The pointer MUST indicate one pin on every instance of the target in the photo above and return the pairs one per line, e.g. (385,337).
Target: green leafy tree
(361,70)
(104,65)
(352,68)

» **Problem details**
Copy all the lines above, substituting "occurrence" for "instance" and leaving everything else the same.

» **Result of this task**
The pointer MUST indicate one pin on every occurrence of the target in the photo above and return the pairs one per line, e.g. (385,337).
Target: green leafy tree
(361,70)
(104,65)
(352,68)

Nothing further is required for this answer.